:: Data for the task ::

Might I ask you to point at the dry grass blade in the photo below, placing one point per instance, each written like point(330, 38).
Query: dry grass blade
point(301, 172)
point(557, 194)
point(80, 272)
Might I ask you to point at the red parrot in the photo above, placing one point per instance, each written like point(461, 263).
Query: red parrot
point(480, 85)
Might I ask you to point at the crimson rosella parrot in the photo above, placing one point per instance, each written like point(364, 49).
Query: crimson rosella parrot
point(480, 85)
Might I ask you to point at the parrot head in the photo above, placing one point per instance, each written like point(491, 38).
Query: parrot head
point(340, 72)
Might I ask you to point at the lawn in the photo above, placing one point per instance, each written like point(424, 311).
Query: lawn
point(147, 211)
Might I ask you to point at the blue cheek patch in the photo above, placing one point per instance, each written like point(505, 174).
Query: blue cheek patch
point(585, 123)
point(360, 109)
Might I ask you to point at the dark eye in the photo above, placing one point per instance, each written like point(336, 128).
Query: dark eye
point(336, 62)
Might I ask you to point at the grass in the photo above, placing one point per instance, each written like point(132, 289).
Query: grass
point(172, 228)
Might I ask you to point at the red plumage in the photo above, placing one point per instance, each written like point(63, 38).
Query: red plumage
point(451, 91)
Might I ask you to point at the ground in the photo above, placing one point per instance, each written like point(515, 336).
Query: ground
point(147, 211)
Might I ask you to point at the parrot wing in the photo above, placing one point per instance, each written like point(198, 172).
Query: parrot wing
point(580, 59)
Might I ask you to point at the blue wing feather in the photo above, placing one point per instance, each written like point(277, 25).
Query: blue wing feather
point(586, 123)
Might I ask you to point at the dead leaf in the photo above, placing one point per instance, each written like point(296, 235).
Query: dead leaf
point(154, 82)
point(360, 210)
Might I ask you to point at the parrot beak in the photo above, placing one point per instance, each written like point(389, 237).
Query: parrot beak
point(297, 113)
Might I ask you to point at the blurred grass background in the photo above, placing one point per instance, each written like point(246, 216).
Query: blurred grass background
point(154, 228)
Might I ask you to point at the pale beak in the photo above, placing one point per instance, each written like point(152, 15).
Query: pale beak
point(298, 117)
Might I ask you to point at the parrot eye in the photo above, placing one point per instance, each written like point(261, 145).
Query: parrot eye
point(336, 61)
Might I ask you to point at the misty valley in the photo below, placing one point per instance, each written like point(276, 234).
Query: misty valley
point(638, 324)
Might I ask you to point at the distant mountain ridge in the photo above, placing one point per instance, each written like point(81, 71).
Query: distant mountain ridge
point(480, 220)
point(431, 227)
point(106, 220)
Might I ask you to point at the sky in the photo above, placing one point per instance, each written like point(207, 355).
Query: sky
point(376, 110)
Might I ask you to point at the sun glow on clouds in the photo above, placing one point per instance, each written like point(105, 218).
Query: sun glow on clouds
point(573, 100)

:::

Repeat all of the material above word for word, with no changes.

The answer
Might I ask you to point at the dry grass blade in the photo below, placing one point per instance, each written like point(330, 38).
Query: dry grass blade
point(301, 172)
point(557, 194)
point(80, 272)
Might I ask you to point at the red parrot in the photo above, placing one point per instance, each written like point(461, 263).
Query: red parrot
point(480, 85)
Might I ask you to point at the crimson rosella parrot in the photo above, placing one point per instance, each written like point(364, 49).
Query: crimson rosella parrot
point(480, 85)
Might I ask you to point at the parrot head in the photo above, placing one point per instance, each written like point(491, 38).
Query: parrot head
point(340, 72)
Might I ask you to point at the lawn in the photo above, placing one point per instance, each written like point(424, 311).
Query: lawn
point(147, 211)
Might I ask you to point at the blue cheek patch in the photo above, placing one point per instance, each written like point(505, 174).
Query: blue cheek patch
point(585, 123)
point(360, 109)
Might I ask you to point at the dark eye in the photo above, placing one point per instance, each written like point(336, 128).
Query: dark eye
point(336, 62)
Might I ask you to point at the grass in the photo above, placing one point per instance, each written like point(132, 289).
Query: grass
point(172, 228)
Might I ask you to point at the red plumage in the photo above, placing one point per instance, each written like point(63, 38).
Query: red plumage
point(451, 91)
Might I ask you to point at the ground in the photo above, placing one point per instance, each written like point(515, 336).
Query: ground
point(147, 211)
Might I ask you to point at the parrot wing in the photo above, placing one point per instance, each written like point(198, 172).
Query: parrot wing
point(580, 59)
Might I ask you to point at the blue wing feather in the photo above, placing one point per instance, each written like point(277, 25).
Query: blue wing feather
point(586, 123)
Might I ask you to point at the dead leaf in the photo above, placing one point per instance, each written like point(296, 235).
Query: dead leaf
point(154, 82)
point(360, 210)
Might I ask you to point at the parrot beak in the photo above, placing one point per instance, each written like point(389, 237).
Query: parrot beak
point(297, 113)
Might I ask you to point at the blurred grass background in the photo above, placing one point per instance, each written like point(246, 216).
Query: blurred grass background
point(154, 228)
Might I ask you to point at the pale beak in the photo above, placing one point per instance, each written like point(152, 15).
Query: pale beak
point(298, 117)
Might I ask you to point at the parrot eye in the photo above, placing one point per instance, each written like point(261, 145).
Query: parrot eye
point(336, 61)
Might I ask you to point at the misty valley in the photo below, placing one point per instance, each written like point(276, 234).
Query: misty valley
point(638, 324)
Might I ask you to point at the distant mountain ridge in the photo above, placing one point per instance, each written like point(81, 71).
Query: distant mountain ridge
point(480, 220)
point(431, 227)
point(106, 220)
Might I ask you to point at the sky in the photo above, placing one point per instance, each written like point(207, 355).
Query: sky
point(376, 110)
Might I ask you to point at the sun glow on clouds in the photo above, placing one point per instance, each written like point(105, 218).
Query: sun glow on clouds
point(573, 100)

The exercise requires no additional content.